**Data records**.
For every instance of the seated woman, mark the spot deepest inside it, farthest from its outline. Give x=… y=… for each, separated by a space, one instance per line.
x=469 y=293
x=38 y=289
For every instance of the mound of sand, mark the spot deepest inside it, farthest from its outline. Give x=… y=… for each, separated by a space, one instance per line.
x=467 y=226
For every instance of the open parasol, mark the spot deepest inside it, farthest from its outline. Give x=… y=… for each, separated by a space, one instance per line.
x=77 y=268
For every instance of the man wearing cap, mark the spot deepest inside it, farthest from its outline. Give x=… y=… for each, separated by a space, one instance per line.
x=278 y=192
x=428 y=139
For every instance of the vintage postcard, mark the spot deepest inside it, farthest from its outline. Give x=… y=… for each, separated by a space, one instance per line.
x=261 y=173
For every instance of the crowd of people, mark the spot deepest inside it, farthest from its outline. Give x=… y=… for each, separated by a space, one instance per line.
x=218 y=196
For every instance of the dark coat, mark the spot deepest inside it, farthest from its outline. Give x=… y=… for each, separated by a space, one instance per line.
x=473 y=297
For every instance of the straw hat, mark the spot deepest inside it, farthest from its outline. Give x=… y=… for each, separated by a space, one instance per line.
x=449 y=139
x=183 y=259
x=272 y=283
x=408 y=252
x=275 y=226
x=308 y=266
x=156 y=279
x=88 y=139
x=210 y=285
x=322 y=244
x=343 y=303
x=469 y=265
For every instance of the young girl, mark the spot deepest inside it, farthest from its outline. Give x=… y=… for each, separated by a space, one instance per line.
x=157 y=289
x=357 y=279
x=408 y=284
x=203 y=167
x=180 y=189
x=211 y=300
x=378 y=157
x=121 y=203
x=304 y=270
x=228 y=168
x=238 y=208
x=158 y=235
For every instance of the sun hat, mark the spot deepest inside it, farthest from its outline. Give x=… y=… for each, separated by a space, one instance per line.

**JOB**.
Put every line of the data records above into a Markdown table with the columns Row and Line. Number the rows and leave out blank lines.

**REPLY TO THE EXERCISE**.
| Row | Line |
|---|---|
| 1 | For every instance of the seated woman, mark the spot deepest inside it, farthest from its outline. Give x=… y=… for each, separated by a space, one instance per line. |
| 2 | x=469 y=293 |
| 3 | x=38 y=289 |
| 4 | For every instance of the mound of sand, mark the spot deepest inside it, farthest from its outline. Give x=… y=… for each, separated by a space, one instance per line. |
| 5 | x=467 y=226 |
| 6 | For every instance of the open parasol, mark the spot deepest inside it, farthest from its outline. Give x=… y=… for each, separated by a space, one instance per line. |
| 7 | x=77 y=268 |
| 8 | For every instance of the man wearing cap, mark the spot deepest inside it, farthest from its outline. Give x=… y=… for each, separated by a space, one instance per line. |
| 9 | x=278 y=192 |
| 10 | x=428 y=139 |
| 11 | For every instance of the vintage postcard, mark the spot deepest inside it, farthest from its outline. Give x=… y=… for each, separated by a space, one instance per line. |
| 12 | x=261 y=173 |
| 13 | For every instance of the crowd of people, mark the spot deepest inside it, farthest from its outline. Give x=… y=… for each, separated by a space, one instance per line. |
| 14 | x=218 y=196 |
| 15 | For every instance of the dark coat, mark the spot deepest inside it, farthest from its outline. Give x=… y=… for each, separated by a space, one instance per line. |
| 16 | x=473 y=297 |
| 17 | For every instance of the straw hat, mark the spot deepest inside it, farthest from its outline. Give x=… y=… for each, separated by a space, one instance per line. |
| 18 | x=449 y=139 |
| 19 | x=183 y=259 |
| 20 | x=272 y=283 |
| 21 | x=408 y=252 |
| 22 | x=275 y=226 |
| 23 | x=308 y=266 |
| 24 | x=156 y=279 |
| 25 | x=88 y=139 |
| 26 | x=210 y=285 |
| 27 | x=322 y=244 |
| 28 | x=343 y=303 |
| 29 | x=469 y=265 |
| 30 | For every instance of the young girl, mark the spot deepest inside it, farthest from its outline. Give x=… y=… for each, separated by a space, one instance per line. |
| 31 | x=157 y=289 |
| 32 | x=357 y=279 |
| 33 | x=408 y=284 |
| 34 | x=203 y=167 |
| 35 | x=180 y=189 |
| 36 | x=211 y=300 |
| 37 | x=378 y=157 |
| 38 | x=121 y=203 |
| 39 | x=304 y=270 |
| 40 | x=228 y=168 |
| 41 | x=238 y=208 |
| 42 | x=158 y=235 |
| 43 | For every instance of the sun hat, mark the spot deepest inside it, farthest from its outline. Give x=… y=… for each, separated by a space, one instance per line. |